• [WRITTEN TASK 1]
Answer these questions using the thread about restarting an R session inside a loop, one answer per line:
(a) Which element of the args array holds the input passed in from the shell script?
(b) What has to be reloaded each time when the script is run through ./runR.sh, unlike when using .rs.restartR()?
(c) Which file can be used to run commands automatically when R starts?
• [WRITTEN TASK 2] Rewrite the paragraph of the thread about restarting an R session that begins "Some of the things you could do" as a short bulleted list that keeps its main suggestions.

You'll see from print(args) that your input from your shell script is the 6th element of the array, hence args[6] in the following line when assigning your variable. If you're passing in a string, e.g. a file name, then you don't need as.numeric of course.
Running ./runR.sh will then call your script and hopefully solve your memory problem. The only minor issue is that you have to reload your packages each time, unlike when using .rs.restartR(), and may have to repeat other bits that ordinarily would only be run once.
It works in my case, I would be interested to hear from other more seasoned R/bash users whether there are any issues with this solution...
By saving the iteration as an external file, and writing an rscript which calls itself, the session can be restarted within a for loop from within rstudio. This example requires the following steps.
#Save an the iteration as a separate .RData file in the working directory.
iter <- 1
save(iter, file="iter.RData")
Create a script which calls itself for a certain number of iterations. Save the following script as "test_script.R"
###load iteration
library(rstudioapi)
load("iter.RData")
###insert function here.
time_now <- Sys.time()
###save output of function to a file.
save(time_now, file=paste0("time_", iter, ".Rdata"))
###update iteration
iter <- iter+1
save(iter, file="iter.RData")
###restart session calling the script again
if(iter < 5){
restartSession(command='source("test_script.R")')
}
Do you have an idea to automatically go on the for loop after the .rs.restartR() command ?
It is not possible.
Okay, you could configure your R system to do something like this, but it sounds like a bad idea. I'm not really sure if you want to restart the for loop from the beginning or pick it up where left off. (I'm also very confused that you seem to have been able to enter commands in the R console while a for loop was executing. I think there's more than you are not telling us.)
You can use your rprofile.site file to automatically run commands when R starts. You could set it up to automatically run your for loop code whenever R starts. But this seems like a bad idea. I think you should find a different sort of fix for your problem.
Some of the things you could do to help the situation: have your for loop write output for each iteration to disk and also write some sort of log to disk so you know where you left off. Maybe write a function around your for loop that takes an argument of where to start, so that you can "jump in" at any point.

• [MATERIAL SHOWN]
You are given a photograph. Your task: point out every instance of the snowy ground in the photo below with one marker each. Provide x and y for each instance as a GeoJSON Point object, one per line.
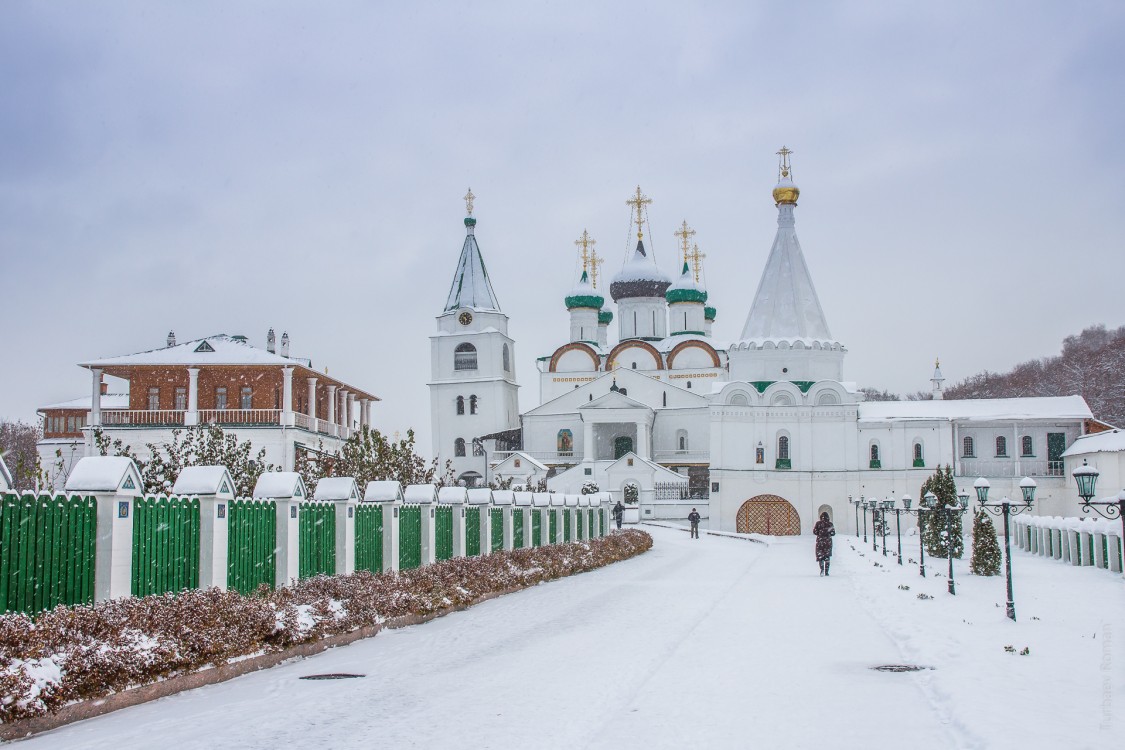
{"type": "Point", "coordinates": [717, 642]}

--

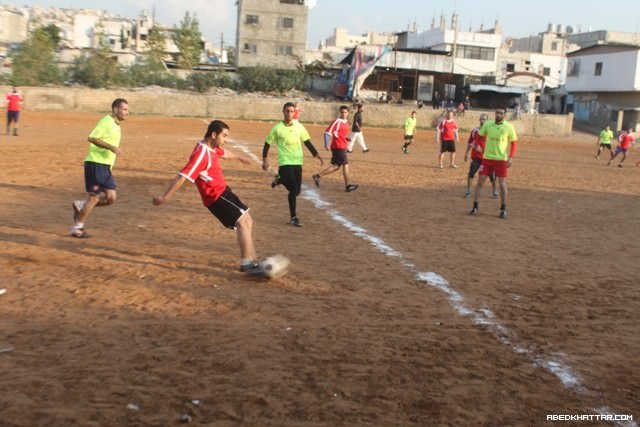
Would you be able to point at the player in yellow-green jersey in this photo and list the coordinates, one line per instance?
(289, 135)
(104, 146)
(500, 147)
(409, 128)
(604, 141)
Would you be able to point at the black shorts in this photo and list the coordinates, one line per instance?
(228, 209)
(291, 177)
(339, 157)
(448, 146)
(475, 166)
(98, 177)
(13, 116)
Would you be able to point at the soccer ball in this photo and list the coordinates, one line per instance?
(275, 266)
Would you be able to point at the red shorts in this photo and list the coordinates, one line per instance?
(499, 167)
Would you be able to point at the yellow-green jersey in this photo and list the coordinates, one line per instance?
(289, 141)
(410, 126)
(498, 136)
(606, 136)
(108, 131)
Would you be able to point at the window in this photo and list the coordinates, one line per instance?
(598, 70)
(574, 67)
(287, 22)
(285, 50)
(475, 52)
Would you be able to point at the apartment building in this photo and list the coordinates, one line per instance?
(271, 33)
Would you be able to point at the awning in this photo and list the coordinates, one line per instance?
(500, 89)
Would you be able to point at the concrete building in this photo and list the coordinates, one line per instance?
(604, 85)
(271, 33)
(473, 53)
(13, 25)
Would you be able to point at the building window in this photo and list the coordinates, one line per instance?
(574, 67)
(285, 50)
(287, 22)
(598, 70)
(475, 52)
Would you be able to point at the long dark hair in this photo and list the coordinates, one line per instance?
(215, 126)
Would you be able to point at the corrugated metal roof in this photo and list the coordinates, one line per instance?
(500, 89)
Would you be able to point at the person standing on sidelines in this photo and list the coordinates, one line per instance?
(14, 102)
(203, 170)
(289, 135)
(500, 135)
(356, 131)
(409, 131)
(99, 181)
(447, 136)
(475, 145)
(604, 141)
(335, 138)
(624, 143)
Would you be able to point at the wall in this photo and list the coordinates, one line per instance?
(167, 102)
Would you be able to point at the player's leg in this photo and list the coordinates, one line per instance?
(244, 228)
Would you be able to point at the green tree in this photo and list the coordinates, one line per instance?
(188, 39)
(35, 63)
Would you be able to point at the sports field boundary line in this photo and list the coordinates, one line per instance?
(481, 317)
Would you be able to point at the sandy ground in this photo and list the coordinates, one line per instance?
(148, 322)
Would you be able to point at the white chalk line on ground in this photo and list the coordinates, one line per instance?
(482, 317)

• [COMPLETE ANSWER 1]
(a) The 6th element, args[6].
(b) The packages.
(c) The rprofile.site file.

• [COMPLETE ANSWER 2]
- Have the for loop write its output for each iteration to disk.
- Also write a log to disk that records where the loop left off.
- Consider wrapping the for loop in a function that takes a starting point as an argument, so it can resume at any iteration.